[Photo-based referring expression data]
##########
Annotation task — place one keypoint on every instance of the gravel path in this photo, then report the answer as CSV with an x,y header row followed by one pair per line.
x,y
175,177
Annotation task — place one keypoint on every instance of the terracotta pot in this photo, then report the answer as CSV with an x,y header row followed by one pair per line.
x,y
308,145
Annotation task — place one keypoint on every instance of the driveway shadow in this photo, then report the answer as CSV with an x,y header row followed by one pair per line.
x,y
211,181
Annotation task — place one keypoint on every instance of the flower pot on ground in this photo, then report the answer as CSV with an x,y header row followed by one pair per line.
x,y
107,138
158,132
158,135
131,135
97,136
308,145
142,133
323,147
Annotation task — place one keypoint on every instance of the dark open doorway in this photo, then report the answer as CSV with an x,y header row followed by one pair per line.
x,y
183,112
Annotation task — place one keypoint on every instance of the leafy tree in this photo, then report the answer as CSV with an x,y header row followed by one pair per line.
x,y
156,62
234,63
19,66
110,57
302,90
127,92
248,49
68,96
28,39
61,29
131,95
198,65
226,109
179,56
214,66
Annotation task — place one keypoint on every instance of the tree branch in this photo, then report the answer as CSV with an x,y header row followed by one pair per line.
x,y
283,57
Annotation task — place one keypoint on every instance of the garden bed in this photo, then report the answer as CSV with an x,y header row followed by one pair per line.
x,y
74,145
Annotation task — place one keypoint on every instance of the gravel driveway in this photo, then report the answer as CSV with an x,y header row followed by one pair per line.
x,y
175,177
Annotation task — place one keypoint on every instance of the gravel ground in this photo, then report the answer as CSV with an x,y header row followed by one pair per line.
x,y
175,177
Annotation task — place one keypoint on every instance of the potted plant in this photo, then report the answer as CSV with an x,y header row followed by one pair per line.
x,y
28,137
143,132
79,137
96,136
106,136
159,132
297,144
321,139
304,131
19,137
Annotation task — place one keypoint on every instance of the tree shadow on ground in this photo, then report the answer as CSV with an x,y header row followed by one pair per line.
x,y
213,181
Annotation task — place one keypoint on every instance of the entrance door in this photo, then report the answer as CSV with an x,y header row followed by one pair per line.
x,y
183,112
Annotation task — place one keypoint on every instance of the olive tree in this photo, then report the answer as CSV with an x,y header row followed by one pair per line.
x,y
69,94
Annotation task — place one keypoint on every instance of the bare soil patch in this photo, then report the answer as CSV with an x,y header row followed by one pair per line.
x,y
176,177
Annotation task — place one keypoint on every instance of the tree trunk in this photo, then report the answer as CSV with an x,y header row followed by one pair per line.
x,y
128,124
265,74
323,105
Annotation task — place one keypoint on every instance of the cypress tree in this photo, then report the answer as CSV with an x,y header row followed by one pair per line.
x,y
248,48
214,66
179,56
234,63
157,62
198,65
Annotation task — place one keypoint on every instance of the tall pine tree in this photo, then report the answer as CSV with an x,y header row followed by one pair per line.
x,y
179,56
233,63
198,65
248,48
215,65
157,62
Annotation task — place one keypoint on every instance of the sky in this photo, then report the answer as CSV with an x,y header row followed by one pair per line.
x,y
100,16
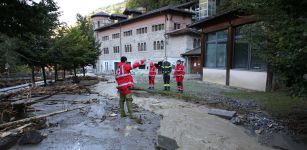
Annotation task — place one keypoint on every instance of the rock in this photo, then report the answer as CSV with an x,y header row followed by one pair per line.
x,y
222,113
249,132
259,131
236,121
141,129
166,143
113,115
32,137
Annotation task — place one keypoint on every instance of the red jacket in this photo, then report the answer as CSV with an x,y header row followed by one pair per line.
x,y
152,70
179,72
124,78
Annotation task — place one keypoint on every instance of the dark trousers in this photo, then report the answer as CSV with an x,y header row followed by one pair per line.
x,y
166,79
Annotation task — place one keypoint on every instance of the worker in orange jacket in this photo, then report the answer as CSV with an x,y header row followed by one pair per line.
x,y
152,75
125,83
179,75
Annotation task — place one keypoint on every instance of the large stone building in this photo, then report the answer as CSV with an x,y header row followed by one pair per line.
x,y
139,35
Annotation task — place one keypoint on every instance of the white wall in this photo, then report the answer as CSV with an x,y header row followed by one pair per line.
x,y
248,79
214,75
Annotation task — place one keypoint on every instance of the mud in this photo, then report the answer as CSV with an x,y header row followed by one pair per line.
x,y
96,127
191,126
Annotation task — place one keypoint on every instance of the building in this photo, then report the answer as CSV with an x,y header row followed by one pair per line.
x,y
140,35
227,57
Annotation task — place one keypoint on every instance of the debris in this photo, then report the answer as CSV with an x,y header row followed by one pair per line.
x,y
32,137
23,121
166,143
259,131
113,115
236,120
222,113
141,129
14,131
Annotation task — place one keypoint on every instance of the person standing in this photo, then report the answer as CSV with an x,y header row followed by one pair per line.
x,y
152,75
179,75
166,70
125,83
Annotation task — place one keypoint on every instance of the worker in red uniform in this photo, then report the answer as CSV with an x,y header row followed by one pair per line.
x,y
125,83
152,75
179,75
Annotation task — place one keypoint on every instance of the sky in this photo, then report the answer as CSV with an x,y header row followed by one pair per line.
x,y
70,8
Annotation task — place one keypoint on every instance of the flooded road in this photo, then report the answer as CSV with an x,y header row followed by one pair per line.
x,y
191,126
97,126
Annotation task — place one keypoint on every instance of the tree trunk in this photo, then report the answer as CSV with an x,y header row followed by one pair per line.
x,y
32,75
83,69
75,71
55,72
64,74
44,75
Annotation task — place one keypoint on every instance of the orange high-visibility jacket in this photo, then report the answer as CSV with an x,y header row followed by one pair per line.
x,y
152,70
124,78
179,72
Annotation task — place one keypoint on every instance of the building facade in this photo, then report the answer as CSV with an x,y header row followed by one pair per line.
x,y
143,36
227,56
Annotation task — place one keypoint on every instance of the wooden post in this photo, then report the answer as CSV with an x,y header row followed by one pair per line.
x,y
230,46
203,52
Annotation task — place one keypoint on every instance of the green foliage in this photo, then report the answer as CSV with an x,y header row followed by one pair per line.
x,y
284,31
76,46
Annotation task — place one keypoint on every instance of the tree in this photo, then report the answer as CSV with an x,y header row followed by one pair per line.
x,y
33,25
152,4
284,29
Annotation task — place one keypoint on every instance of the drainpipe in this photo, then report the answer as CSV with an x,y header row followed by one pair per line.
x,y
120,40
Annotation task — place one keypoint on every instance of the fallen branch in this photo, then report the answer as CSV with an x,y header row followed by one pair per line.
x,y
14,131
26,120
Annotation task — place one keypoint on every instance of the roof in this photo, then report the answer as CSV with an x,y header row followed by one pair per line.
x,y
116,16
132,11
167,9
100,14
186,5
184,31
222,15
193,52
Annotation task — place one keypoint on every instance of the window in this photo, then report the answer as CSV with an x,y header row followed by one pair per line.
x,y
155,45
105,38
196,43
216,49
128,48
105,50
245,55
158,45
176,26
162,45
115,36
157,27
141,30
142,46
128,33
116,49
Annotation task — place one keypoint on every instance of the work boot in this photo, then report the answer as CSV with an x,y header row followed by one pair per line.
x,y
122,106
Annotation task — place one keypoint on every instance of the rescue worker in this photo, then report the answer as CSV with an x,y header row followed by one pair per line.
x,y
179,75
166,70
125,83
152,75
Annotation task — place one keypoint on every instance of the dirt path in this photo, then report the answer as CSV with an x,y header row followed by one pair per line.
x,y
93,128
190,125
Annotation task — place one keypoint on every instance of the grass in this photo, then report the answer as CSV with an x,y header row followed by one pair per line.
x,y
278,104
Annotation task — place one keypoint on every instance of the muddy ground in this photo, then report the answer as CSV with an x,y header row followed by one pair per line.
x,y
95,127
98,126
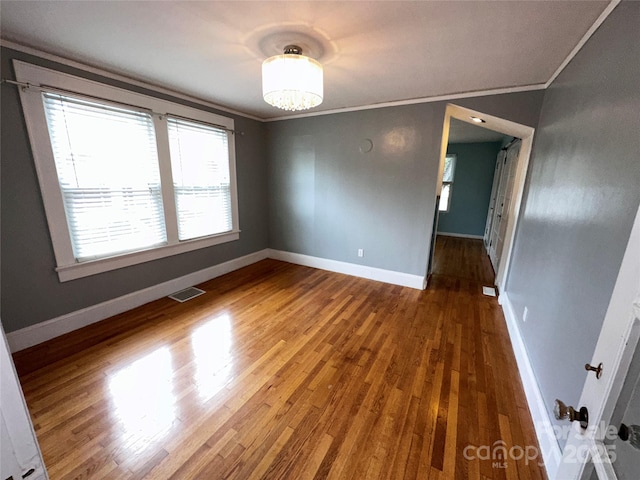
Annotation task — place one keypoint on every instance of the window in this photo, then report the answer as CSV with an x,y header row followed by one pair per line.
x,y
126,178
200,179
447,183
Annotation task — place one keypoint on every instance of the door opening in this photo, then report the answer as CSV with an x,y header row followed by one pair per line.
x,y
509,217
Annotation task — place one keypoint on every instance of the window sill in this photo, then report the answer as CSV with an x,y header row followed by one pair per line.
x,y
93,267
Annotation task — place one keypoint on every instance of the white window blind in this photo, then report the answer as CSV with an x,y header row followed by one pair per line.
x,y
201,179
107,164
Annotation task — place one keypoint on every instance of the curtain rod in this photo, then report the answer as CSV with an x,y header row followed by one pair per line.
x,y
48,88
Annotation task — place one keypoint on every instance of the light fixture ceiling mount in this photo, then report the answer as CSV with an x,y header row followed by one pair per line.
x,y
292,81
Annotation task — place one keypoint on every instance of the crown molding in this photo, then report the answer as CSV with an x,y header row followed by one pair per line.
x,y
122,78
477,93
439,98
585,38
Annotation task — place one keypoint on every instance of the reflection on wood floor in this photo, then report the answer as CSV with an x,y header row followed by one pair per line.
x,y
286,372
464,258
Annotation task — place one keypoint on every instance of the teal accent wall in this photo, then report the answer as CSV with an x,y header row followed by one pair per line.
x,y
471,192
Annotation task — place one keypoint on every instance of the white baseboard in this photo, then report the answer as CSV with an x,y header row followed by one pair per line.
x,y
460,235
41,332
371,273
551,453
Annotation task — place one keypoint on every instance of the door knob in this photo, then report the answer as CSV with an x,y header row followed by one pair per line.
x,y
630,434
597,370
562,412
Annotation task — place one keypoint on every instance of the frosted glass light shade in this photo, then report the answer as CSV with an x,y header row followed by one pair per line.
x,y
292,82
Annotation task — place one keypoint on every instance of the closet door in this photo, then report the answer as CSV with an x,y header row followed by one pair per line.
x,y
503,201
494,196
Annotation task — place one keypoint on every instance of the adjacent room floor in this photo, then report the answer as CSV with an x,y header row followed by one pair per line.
##########
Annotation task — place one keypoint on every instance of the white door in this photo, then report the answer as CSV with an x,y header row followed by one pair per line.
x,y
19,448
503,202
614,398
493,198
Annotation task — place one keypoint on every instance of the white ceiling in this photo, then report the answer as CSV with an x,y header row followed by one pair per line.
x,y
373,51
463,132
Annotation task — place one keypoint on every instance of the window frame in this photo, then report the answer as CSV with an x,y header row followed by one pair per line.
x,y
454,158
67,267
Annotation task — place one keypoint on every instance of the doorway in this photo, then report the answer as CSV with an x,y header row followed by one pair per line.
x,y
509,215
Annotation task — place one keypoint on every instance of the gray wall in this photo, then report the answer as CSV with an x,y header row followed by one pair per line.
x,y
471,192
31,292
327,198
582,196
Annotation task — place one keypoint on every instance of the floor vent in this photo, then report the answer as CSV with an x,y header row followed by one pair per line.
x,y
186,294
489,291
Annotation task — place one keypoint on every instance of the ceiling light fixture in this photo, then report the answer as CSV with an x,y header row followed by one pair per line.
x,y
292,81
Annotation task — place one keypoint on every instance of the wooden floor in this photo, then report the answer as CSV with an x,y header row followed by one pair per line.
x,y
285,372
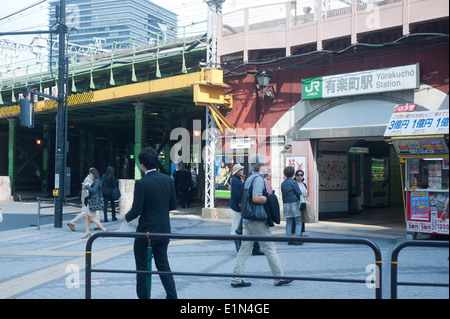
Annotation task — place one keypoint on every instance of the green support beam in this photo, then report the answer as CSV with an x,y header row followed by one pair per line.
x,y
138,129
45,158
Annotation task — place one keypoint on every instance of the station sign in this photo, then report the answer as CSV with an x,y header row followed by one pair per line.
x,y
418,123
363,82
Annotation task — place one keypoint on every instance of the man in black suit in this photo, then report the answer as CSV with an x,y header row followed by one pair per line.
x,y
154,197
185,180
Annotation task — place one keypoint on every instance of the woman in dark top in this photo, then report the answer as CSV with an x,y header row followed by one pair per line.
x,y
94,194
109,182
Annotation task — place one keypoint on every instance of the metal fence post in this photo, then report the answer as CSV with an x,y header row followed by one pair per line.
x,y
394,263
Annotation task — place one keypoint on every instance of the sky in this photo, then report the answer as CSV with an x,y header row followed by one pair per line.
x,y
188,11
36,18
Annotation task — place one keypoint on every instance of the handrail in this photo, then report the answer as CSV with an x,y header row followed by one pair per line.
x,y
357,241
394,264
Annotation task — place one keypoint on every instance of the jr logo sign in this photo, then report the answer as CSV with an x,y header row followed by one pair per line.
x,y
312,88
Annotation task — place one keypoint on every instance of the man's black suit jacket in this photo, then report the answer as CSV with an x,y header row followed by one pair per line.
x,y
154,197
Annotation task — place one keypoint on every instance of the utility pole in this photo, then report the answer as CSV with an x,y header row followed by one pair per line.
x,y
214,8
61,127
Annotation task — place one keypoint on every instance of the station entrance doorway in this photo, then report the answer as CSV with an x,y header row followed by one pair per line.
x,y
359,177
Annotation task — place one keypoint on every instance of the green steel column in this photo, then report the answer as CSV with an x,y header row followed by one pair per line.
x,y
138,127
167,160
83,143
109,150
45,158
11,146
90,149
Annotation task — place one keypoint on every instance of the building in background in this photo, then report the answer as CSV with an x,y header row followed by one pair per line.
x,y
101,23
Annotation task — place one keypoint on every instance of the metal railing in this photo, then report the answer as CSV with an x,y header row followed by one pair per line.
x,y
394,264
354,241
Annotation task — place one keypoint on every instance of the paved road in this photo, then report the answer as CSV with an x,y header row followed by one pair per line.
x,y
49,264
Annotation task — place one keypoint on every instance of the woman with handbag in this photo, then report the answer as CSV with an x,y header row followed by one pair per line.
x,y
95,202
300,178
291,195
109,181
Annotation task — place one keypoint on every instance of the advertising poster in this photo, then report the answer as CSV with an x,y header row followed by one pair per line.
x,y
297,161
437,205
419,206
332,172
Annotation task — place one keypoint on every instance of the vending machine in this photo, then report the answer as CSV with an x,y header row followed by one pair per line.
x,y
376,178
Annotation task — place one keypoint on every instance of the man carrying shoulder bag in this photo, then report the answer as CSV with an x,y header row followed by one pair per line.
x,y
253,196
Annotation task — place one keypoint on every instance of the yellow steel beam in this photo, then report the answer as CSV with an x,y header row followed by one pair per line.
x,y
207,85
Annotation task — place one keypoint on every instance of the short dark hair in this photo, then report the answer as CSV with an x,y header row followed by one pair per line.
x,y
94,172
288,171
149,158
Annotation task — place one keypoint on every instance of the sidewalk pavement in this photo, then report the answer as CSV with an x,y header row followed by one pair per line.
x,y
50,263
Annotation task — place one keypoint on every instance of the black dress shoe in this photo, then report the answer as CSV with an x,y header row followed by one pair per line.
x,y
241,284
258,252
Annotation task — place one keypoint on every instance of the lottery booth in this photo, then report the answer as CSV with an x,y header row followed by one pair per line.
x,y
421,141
##########
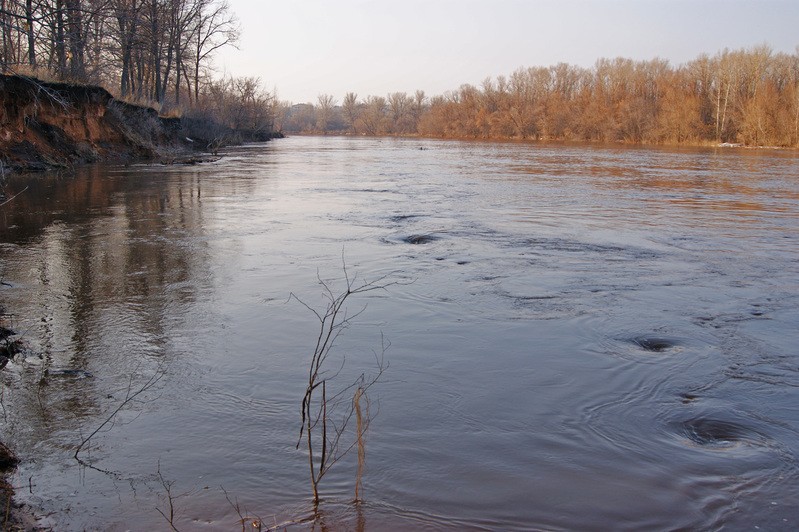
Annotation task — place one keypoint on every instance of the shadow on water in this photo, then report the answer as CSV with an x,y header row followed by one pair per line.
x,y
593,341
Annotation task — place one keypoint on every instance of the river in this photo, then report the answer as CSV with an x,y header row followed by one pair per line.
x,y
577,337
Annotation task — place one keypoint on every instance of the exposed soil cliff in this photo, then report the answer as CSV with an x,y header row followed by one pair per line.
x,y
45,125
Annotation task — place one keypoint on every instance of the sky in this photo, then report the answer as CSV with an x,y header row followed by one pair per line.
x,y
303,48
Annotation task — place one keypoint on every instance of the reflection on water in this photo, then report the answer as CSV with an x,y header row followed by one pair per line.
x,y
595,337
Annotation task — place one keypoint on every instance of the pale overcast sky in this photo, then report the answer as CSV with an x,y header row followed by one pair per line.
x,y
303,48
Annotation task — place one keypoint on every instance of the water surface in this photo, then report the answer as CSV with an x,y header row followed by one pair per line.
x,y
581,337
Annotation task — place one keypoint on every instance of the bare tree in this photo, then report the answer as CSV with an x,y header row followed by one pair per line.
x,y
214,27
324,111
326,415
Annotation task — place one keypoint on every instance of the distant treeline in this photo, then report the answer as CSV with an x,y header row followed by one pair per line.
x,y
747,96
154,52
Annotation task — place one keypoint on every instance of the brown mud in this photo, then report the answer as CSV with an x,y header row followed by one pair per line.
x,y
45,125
##########
=== EXERCISE REQUIREMENTS ===
In the entries above, please find the line with "reflection on wood" and the line with "of the adjacent", then write out exactly those two lines and every line between them, and nothing more.

=== RESPONSE FOR THIS EXERCISE ===
Annotation task — place one keypoint on every instance of the reflection on wood floor in this photo, then report the answer as CSV with an x,y header row followed by one pair per line.
x,y
286,372
464,258
Annotation task — place one keypoint on every instance of the teal accent wall in this photo, then report the answer as CSV with an x,y header row followed by one pair per line.
x,y
471,192
Annotation task — place one keypoint on every instance of the white baseboard in this photo, then report the answer as CSV with an x,y header row followed by one pair per line.
x,y
460,235
41,332
371,273
551,453
Annotation task — place one keypoint on every instance of the door knob in this photo, then report the answer as CSV with an x,y header row followed by one pair per line.
x,y
630,434
597,370
562,412
Annotation task — place one keypoint on every instance of the frosted glass light shade in this photo, then report the answer as CSV with an x,y header row followed by one pair per line.
x,y
292,82
Annotation task — place one keypoint on every instance of the closet door in this photo, then report the answer as CSV with an x,y header row followed by one pair per line.
x,y
503,201
494,196
Annotation task — place one keypoint on every instance of the adjacent room floor in this photo, then report the answer as CSV with an x,y header row followed by one pair per line.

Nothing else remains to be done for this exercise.